WHAT YOU HAVE TO DO -> The output is the lines below from the one with "Pick out a point on every instance of the distant" through the one with "Pick out a point on every instance of the small rock", both included, printed exactly and with no other line.

Referring expression pointing data:
■ ■ ■ ■ ■ ■ ■

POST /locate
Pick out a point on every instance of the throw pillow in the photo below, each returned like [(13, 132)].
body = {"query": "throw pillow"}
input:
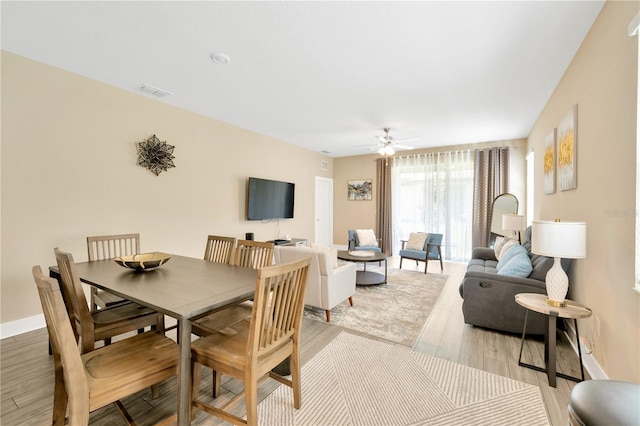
[(332, 253), (505, 248), (509, 254), (366, 237), (416, 241), (497, 246), (518, 266)]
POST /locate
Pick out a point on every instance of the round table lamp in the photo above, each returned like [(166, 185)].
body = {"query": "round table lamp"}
[(558, 239)]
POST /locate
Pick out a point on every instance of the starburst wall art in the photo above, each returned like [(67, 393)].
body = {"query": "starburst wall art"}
[(155, 155)]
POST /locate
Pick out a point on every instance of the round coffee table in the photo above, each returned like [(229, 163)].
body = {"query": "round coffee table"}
[(365, 277)]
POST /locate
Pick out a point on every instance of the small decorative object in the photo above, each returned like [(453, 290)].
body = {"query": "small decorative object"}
[(144, 261), (558, 240), (359, 190), (549, 163), (567, 144), (155, 155)]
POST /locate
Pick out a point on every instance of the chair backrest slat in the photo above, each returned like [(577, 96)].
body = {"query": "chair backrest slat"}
[(219, 249), (64, 347), (253, 254), (79, 313), (111, 246), (277, 306)]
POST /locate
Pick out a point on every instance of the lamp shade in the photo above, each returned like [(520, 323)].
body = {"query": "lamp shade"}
[(559, 239), (514, 222)]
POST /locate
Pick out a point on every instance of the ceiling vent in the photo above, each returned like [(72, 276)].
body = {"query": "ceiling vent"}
[(145, 88)]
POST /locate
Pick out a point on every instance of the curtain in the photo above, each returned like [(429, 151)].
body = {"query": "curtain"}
[(433, 193), (490, 180), (383, 211)]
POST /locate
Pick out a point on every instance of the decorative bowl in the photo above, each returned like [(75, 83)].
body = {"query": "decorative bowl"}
[(143, 261)]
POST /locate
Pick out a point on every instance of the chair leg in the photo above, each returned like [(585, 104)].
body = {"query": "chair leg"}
[(155, 391), (251, 398), (195, 386), (217, 381), (296, 384), (94, 304), (60, 398)]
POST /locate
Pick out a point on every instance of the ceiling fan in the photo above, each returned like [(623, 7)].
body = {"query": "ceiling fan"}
[(387, 145)]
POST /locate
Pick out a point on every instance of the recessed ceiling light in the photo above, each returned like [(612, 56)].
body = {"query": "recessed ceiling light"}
[(146, 88), (220, 58)]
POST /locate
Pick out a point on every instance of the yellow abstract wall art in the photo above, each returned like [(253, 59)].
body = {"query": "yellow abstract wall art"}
[(549, 163)]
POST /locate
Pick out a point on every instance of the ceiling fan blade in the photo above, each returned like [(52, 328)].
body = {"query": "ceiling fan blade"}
[(400, 146), (415, 138)]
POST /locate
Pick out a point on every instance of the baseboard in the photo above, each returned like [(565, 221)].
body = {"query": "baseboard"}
[(24, 325), (588, 360)]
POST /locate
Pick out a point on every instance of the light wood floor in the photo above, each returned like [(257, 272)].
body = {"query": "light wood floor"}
[(26, 373)]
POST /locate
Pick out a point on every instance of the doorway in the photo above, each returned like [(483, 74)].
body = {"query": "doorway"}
[(324, 212)]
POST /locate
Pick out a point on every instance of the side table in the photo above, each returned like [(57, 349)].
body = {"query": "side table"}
[(366, 277), (538, 303)]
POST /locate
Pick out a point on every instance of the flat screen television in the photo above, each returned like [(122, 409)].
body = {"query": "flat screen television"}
[(269, 199)]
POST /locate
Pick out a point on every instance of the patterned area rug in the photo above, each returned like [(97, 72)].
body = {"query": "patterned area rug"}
[(359, 381), (395, 311)]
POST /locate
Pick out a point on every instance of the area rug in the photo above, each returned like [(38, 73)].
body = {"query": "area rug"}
[(355, 380), (395, 311)]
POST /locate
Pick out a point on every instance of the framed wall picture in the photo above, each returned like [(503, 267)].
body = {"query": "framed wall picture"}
[(359, 190), (549, 163), (567, 150)]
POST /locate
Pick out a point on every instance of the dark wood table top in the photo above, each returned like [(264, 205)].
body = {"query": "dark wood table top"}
[(374, 257)]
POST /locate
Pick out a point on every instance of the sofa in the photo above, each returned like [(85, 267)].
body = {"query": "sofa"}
[(489, 297), (329, 283)]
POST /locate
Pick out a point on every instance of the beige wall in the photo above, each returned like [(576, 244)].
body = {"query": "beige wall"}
[(362, 214), (69, 170), (602, 80)]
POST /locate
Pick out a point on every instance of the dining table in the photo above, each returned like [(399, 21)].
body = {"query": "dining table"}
[(183, 288)]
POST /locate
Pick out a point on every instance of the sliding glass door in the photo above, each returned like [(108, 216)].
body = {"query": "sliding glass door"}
[(434, 193)]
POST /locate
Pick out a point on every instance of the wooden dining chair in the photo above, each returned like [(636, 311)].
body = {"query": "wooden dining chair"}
[(247, 254), (91, 327), (219, 249), (269, 337), (109, 247), (84, 383), (253, 254)]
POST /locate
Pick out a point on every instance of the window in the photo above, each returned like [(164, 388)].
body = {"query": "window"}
[(434, 193), (634, 26)]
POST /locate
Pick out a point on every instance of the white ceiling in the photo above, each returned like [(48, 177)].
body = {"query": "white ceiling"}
[(329, 75)]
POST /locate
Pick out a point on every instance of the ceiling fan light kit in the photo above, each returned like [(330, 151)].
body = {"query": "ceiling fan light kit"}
[(388, 145)]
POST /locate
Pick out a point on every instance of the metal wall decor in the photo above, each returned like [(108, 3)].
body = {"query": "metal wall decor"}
[(155, 155)]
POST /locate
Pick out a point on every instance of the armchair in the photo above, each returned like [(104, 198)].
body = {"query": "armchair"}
[(430, 249), (355, 243), (328, 284)]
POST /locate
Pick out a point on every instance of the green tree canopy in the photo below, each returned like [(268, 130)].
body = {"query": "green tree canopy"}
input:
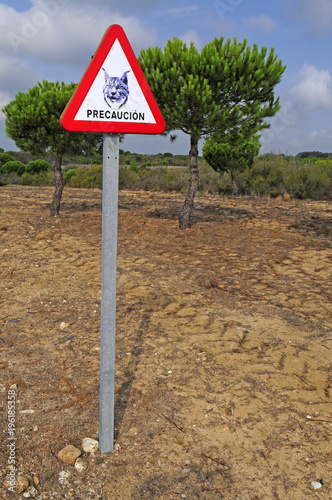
[(231, 154), (227, 87), (32, 121)]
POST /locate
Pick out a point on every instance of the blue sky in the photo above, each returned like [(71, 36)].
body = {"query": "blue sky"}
[(55, 39)]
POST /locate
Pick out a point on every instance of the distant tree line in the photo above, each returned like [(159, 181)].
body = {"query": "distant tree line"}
[(313, 154)]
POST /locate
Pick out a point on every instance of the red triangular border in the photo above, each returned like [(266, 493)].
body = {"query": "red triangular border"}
[(67, 119)]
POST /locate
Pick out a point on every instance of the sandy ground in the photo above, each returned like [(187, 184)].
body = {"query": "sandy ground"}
[(224, 346)]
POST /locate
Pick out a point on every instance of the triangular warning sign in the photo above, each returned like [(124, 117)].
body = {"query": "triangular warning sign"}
[(113, 95)]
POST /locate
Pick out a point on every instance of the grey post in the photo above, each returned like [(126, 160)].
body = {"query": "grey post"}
[(108, 290)]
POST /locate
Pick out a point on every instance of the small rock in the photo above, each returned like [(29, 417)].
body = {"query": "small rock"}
[(31, 493), (35, 480), (64, 475), (22, 483), (80, 465), (69, 454), (90, 445)]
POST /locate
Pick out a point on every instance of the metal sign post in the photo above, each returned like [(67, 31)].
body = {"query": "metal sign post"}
[(97, 105), (108, 290)]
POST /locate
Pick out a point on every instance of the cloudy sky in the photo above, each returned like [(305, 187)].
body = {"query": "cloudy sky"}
[(55, 39)]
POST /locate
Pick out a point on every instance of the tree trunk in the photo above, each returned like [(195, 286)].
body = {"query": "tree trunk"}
[(59, 185), (235, 187), (186, 211)]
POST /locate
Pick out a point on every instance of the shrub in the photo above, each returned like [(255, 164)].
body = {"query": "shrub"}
[(12, 166), (11, 178), (86, 177), (37, 166), (133, 166), (5, 157), (39, 179), (69, 174)]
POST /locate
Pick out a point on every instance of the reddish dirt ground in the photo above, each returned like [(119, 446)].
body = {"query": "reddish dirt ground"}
[(224, 346)]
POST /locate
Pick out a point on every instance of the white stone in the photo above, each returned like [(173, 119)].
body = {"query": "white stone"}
[(90, 445), (80, 465)]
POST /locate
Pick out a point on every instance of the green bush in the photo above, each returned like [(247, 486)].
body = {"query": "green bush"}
[(39, 179), (11, 178), (86, 177), (133, 166), (12, 166), (5, 157), (69, 174), (37, 166)]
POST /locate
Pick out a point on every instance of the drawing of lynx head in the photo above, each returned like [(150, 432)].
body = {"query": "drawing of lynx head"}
[(116, 90)]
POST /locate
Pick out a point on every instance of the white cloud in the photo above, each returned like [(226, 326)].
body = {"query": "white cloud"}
[(314, 90), (65, 33), (191, 36), (262, 23), (186, 10), (316, 14)]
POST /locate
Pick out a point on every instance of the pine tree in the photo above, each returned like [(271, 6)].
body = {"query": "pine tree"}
[(227, 87), (32, 121)]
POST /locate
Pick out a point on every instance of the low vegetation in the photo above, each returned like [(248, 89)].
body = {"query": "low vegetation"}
[(272, 175)]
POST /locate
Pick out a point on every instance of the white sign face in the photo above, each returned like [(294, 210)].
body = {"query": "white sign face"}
[(115, 95)]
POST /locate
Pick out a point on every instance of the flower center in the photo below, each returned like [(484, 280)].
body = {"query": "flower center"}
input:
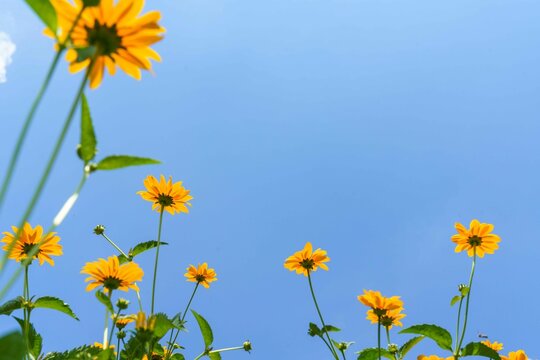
[(307, 264), (475, 240), (111, 283), (104, 38), (165, 200)]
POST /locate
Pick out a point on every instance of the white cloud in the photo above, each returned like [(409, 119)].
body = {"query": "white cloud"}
[(7, 48)]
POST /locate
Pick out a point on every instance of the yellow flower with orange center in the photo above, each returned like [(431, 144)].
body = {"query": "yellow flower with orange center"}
[(164, 194), (307, 260), (120, 36), (497, 346), (381, 306), (27, 239), (478, 238), (111, 275), (201, 274), (515, 355)]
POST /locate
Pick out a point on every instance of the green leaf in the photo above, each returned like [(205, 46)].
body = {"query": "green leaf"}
[(49, 302), (330, 328), (35, 341), (163, 325), (87, 148), (9, 306), (206, 331), (120, 161), (479, 349), (45, 11), (314, 330), (405, 348), (436, 333), (373, 354), (138, 249), (13, 346), (104, 299)]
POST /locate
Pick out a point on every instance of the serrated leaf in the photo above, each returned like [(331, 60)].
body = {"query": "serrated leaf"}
[(138, 249), (436, 333), (314, 330), (120, 161), (454, 300), (35, 341), (163, 325), (45, 11), (9, 306), (104, 299), (405, 348), (87, 150), (49, 302), (373, 354), (206, 330), (479, 349), (13, 346)]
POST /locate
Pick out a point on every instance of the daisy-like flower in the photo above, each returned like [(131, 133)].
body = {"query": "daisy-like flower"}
[(163, 193), (117, 32), (389, 319), (201, 274), (307, 260), (515, 355), (497, 346), (477, 238), (379, 304), (28, 238), (111, 275)]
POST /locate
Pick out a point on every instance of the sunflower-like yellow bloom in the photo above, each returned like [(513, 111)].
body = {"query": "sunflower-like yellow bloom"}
[(163, 193), (201, 274), (390, 318), (381, 306), (477, 238), (307, 260), (111, 275), (28, 238), (515, 355), (119, 35), (497, 346), (433, 357)]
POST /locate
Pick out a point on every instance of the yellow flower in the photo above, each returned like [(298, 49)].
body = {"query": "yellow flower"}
[(381, 306), (112, 275), (515, 355), (307, 260), (162, 193), (433, 357), (478, 238), (115, 30), (201, 274), (390, 318), (28, 238), (497, 346)]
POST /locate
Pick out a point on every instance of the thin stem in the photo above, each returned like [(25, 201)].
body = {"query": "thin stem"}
[(320, 317), (467, 303), (30, 116), (49, 166), (157, 259), (171, 343)]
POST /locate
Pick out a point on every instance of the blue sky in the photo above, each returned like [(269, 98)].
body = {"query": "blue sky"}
[(365, 127)]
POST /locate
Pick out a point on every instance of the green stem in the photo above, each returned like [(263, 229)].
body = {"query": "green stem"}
[(157, 259), (171, 343), (467, 303), (334, 353), (30, 116), (49, 166)]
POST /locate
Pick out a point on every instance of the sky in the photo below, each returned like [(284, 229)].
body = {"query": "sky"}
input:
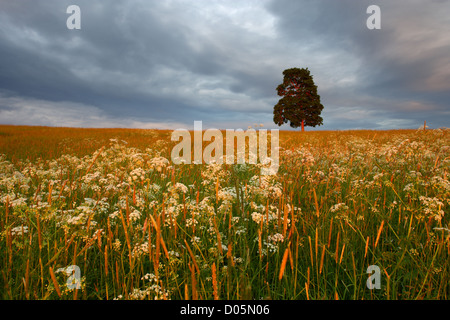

■ ■ ■ ■ ■ ■ ■

EXERCISE SOLUTION ->
Pick out a point on every instance of the distant tree line in the photo above, each returned like [(159, 181)].
body = {"query": "distant tree line"}
[(313, 154)]
POST /locate
Pick out a point on every instance of the red triangular border in the photo above, each returned like [(266, 493)].
body = {"query": "red triangular border"}
[(67, 119)]
POST /locate
Pick out a point on every instance of the sandy ground in the photo above, each returned like [(187, 184)].
body = {"query": "sandy ground"}
[(224, 346)]
POST /locate
Pick out a point on every instance of the triangular warning sign in the photo above, each returned like [(124, 117)].
body = {"query": "triangular warning sign"}
[(113, 95)]
POST /locate
Pick out a point on every instance of the grey post in the photo above, each returned like [(126, 160)].
body = {"query": "grey post"}
[(108, 290)]
POST /locate
Pick out a point on every instance of the small rock in the photo above, each returned like [(29, 417)].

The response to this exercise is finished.